QUOTED TEXT:
========================================================================

On 2 August 2019, the President of the Republic of Ghana – Nana Addo Dankwa-Akufo-Addo announced that the long awaited Ghana Companies Act 2019 had been assented into law.

Ghana’s Companies Act, 2019 has been in the works since 2018 and replaces the Companies Act, 1963 (Act 179). At a very high level, the new Act seeks to introduce improved corporate governance standards for companies operating in Ghana. The Act draws on the experience of more developed Jurisdiction  and specifically incudes international best practices from jurisdictions such as the United Kingdom, New Zealand, South Africa and Mauritius.

The impact of the legislation will be felt most
in corporate administration with the creation of the Office of Registrar of
Companies, an autonomous governmental body similar to the United Kingdom’s
Companies House. The Registrar of Companies would operate separately from the
Registrar Generals Department and will be solely responsible for the
registration, regulation and winding up of corporate bodies in the country. The
new Act introduces reforms to company registration and regulation with the overall
aim of simplifying the regulatory framework surrounding the incorporation and
operation of companies while improving existing corporate governance standards
that exist in the country.

6. Stringent
Requirement for Directors

 Ghana’s Companies Act 2019, imposes enhanced corporate governance requirements for directors. The Act criminalizes the situation where persons previously disqualified from acting as directors act in that capacity. The same sanction regime applies to a person who does not qualify to be a director of a company in the first place. The Act also imposes a reporting obligation on the previously disqualified directors to disclose the fact of their disqualification.  The qualification and disqualification criteria for directors is spelt in the Act.

A person is disqualified from holding the
position of director of a company if;

  • the person is convicted of an
    offence involving fraud or dishonesty;
  • it appears that the person may
    have been guilty of a criminal offence whether they were convicted or not;
  • the person commits or is
    convicted of an offence related to insider dealing or any other offence which
    is not a misdemeanor;
  • a person is adjudged bankrupt;
  • the person has been disbarred
    from being part of a recognized professional body as a result of a disciplinary
    action;
  • there is an ongoing criminal
    investigation in which the person is involved.

========================================================================

Location labeling rows
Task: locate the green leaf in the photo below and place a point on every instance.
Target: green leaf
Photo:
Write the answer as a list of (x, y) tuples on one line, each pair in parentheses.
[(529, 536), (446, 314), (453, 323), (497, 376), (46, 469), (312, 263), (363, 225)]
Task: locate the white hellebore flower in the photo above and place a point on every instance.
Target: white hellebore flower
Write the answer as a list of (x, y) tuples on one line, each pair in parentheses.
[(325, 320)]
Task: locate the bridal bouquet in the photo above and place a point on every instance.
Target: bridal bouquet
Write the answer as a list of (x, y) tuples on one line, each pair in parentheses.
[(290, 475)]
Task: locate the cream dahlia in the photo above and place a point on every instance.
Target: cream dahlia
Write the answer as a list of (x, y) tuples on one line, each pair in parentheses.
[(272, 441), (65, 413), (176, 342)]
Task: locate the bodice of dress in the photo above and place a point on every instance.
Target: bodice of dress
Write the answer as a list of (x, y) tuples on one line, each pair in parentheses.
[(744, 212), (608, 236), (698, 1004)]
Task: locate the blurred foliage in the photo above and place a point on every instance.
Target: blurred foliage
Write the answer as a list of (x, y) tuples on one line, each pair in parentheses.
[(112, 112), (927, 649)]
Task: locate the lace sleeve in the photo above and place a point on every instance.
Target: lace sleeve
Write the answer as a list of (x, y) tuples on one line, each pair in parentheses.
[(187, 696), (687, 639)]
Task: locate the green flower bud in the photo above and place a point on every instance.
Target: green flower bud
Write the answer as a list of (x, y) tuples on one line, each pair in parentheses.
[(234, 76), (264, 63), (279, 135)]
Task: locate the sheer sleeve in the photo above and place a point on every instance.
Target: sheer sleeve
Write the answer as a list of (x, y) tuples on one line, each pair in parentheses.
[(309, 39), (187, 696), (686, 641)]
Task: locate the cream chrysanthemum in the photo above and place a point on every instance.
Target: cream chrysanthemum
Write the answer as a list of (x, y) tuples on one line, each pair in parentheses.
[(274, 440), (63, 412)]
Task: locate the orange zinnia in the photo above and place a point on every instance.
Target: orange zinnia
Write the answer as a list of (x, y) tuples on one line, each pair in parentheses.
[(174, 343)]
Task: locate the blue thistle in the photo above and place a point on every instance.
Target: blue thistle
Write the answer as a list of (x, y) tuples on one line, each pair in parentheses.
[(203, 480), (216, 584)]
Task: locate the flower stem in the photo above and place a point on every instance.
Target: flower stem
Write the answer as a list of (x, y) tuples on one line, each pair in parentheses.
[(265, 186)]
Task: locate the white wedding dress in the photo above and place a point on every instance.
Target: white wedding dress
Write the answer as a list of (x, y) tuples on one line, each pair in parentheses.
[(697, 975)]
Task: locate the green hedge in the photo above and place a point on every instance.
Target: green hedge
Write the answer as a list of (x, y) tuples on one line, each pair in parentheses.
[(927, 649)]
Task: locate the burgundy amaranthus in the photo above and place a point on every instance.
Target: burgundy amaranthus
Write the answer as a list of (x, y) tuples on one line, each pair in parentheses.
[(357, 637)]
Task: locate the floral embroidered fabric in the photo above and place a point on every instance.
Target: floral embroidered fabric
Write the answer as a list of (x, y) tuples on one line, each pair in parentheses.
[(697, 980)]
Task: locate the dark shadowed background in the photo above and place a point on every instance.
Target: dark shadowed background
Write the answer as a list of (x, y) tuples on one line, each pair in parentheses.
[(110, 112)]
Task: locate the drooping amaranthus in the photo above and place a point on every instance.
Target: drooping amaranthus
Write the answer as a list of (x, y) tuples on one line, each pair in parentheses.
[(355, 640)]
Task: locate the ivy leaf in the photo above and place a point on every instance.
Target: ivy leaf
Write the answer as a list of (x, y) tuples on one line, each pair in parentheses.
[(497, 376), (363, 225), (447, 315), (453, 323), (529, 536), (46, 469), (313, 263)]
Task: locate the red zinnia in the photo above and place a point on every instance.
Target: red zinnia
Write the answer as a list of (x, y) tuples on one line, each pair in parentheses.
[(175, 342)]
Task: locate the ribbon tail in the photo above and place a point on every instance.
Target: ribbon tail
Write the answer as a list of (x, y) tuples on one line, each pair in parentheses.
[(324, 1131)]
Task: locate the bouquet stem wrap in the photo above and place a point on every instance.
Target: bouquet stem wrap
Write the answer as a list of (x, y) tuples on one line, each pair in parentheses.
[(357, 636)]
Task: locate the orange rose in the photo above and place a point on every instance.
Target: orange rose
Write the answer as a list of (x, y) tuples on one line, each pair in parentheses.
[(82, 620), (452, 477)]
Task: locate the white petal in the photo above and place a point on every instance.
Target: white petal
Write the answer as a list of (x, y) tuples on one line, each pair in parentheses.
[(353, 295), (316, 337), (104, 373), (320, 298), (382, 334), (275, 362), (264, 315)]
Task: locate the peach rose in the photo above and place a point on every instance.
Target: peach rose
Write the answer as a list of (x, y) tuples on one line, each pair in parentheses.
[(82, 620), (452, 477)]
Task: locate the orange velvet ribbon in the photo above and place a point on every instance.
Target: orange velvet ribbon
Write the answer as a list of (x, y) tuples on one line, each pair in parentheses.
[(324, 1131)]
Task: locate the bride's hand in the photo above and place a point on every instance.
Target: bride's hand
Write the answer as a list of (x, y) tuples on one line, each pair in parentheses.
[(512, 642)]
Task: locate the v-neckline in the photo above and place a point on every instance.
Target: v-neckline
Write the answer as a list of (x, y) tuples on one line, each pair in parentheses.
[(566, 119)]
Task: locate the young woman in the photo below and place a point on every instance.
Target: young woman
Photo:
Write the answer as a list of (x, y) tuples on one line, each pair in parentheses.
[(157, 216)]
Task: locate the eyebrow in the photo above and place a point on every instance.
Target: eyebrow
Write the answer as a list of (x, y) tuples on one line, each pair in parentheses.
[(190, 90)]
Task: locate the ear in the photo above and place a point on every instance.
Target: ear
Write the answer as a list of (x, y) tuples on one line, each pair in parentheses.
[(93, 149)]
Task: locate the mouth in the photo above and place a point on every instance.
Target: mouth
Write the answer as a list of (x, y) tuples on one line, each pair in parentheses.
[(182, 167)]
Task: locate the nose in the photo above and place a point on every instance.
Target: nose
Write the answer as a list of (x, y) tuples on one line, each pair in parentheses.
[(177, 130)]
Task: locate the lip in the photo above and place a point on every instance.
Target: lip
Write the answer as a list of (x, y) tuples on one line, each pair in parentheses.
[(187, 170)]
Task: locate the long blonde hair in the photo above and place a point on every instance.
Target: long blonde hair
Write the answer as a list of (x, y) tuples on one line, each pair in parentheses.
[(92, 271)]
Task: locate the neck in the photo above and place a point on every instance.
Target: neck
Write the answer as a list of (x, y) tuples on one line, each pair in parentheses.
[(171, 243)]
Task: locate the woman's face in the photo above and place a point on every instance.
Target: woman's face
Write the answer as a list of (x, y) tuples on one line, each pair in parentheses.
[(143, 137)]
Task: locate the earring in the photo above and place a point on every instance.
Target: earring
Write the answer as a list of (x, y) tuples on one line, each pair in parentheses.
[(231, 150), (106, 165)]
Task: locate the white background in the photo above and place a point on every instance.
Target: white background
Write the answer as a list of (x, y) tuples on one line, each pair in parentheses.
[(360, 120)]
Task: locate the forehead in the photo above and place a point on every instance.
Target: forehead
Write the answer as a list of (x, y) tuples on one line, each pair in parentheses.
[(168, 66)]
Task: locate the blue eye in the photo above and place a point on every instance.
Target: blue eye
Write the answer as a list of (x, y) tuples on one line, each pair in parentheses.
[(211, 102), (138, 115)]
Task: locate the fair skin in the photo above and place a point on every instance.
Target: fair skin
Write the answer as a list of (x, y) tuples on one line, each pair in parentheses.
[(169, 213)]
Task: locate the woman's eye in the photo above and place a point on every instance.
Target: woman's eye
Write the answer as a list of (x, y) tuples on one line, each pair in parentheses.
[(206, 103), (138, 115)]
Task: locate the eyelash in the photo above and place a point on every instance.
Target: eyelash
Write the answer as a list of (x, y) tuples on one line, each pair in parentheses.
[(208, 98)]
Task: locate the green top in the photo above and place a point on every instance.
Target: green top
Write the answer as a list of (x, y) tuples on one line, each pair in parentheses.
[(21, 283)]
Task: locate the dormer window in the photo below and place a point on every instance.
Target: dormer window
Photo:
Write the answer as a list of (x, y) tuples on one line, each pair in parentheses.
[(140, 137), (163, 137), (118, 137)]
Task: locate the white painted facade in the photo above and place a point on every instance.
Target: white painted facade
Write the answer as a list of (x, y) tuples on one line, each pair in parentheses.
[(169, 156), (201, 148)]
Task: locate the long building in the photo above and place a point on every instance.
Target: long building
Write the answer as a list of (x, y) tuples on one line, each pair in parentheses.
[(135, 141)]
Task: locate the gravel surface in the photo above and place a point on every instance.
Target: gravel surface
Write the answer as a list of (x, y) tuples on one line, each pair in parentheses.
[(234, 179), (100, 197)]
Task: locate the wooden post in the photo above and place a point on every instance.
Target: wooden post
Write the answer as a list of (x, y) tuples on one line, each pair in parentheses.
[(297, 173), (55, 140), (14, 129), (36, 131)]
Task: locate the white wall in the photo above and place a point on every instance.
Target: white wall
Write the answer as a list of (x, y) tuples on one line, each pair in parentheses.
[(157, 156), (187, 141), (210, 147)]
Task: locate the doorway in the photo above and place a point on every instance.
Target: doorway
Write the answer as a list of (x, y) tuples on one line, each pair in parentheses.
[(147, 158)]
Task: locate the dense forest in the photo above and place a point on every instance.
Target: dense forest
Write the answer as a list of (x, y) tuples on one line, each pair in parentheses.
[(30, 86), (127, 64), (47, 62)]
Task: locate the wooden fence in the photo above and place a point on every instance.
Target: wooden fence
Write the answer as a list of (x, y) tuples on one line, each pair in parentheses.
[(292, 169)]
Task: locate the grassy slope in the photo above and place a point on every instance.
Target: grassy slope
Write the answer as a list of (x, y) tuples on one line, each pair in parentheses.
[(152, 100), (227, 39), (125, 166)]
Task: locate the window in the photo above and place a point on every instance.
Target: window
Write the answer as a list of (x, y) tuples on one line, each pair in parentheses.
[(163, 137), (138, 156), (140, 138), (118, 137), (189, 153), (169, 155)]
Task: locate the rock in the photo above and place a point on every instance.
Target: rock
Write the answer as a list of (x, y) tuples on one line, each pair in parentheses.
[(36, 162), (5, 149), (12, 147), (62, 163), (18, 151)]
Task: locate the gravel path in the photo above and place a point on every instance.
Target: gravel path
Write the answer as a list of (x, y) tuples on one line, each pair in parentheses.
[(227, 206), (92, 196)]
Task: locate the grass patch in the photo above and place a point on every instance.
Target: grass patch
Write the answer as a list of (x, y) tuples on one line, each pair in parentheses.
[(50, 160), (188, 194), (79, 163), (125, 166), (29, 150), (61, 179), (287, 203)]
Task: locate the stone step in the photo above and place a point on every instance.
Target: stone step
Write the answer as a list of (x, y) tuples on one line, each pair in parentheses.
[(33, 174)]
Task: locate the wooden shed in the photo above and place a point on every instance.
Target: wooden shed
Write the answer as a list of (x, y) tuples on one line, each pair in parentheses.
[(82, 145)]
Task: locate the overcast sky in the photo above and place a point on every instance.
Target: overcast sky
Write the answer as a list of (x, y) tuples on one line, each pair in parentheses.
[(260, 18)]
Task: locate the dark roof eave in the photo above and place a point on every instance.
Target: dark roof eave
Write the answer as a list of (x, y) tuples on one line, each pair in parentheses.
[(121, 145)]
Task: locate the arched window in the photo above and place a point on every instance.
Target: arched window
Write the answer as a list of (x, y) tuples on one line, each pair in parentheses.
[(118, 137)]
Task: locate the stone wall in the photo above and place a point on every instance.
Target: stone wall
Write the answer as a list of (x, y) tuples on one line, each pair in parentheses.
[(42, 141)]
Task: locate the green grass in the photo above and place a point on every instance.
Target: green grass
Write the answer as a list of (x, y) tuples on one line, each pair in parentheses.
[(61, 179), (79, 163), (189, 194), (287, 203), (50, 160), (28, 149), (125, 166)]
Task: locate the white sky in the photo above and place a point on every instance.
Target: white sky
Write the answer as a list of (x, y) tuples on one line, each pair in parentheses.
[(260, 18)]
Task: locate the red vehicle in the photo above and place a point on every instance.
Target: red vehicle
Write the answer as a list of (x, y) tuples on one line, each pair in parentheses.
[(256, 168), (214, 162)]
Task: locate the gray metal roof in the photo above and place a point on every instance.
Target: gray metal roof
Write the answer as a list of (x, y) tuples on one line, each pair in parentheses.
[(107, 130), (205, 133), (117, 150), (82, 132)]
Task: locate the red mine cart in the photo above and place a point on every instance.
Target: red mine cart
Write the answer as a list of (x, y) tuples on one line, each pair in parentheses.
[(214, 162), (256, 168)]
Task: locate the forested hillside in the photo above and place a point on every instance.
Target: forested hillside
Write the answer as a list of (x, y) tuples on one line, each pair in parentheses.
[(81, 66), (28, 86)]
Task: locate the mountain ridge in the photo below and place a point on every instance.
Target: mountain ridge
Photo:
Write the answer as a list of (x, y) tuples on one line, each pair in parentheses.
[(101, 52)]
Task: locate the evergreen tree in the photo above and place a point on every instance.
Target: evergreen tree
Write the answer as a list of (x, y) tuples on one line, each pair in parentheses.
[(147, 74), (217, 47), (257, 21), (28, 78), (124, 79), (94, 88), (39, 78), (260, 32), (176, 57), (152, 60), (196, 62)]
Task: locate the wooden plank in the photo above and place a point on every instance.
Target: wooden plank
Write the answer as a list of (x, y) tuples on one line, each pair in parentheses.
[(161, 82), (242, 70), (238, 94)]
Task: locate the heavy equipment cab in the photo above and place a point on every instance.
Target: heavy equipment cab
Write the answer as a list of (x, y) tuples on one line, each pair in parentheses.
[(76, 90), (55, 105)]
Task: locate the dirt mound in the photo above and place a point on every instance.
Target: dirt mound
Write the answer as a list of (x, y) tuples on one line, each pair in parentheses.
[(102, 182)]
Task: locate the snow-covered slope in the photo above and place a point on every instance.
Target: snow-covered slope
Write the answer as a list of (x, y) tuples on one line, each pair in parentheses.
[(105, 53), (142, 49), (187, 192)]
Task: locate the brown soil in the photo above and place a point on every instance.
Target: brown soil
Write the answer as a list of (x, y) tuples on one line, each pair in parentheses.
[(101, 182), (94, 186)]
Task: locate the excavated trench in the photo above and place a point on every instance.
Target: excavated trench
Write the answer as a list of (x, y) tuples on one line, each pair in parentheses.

========================================================================

PROBLEMS:
1. Could you reproduce the passage on Ghana's Companies Act 2019 word for word, everything from "On 2 August" down to "Africa and Mauritius."?
2. Can you resize the answer coordinates in the location labeling rows, covering everything from the start of those rows down to the line containing "[(112, 112), (927, 649)]", with both ends included? Multiply each coordinate by 0.85, round to whole numbers with halves going up, and write out only those lines again in full, requests included.
These rows bear no relation to the passage on Ghana's Companies Act 2019.

EXPECTED OUTPUTS:
1.
On 2 August 2019, the President of the Republic of Ghana – Nana Addo Dankwa-Akufo-Addo announced that the long awaited Ghana Companies Act 2019 had been assented into law.

Ghana’s Companies Act, 2019 has been in the works since 2018 and replaces the Companies Act, 1963 (Act 179). At a very high level, the new Act seeks to introduce improved corporate governance standards for companies operating in Ghana. The Act draws on the experience of more developed Jurisdiction  and specifically incudes international best practices from jurisdictions such as the United Kingdom, New Zealand, South Africa and Mauritius.

2.
Task: locate the green leaf in the photo below and place a point on every instance.
Target: green leaf
Photo:
Write the answer as a list of (x, y) tuples on one line, each pair in parentheses.
[(450, 456), (379, 267), (385, 275), (422, 320), (39, 399), (265, 224), (309, 191)]
Task: locate the white hellebore flower in the photo above and place a point on every instance.
Target: white hellebore flower
Write the answer as a list of (x, y) tuples on one line, each pair in parentheses.
[(276, 272)]
Task: locate the bridal bouquet in the photo above and place a point on every instance.
Target: bridal bouquet
Write the answer as a list of (x, y) tuples on one line, each pair in parentheses.
[(247, 404)]
Task: locate the cream dahlia in the photo above and place a point on every instance.
Target: cream dahlia
Write the answer as a list of (x, y) tuples on one line, each pair in parentheses.
[(231, 375), (55, 351), (150, 291)]
Task: locate the bodice of dress in the photo above and place a point on every instance.
Target: bodice of dress
Write the answer as a list of (x, y) tuples on one line, each pair in parentheses.
[(632, 180), (517, 201), (593, 853)]
Task: locate the blurred foliage in the photo above and place a point on every instance.
Target: blurred foliage
Write the answer as a list of (x, y) tuples on one line, each pair in parentheses.
[(95, 95), (788, 552)]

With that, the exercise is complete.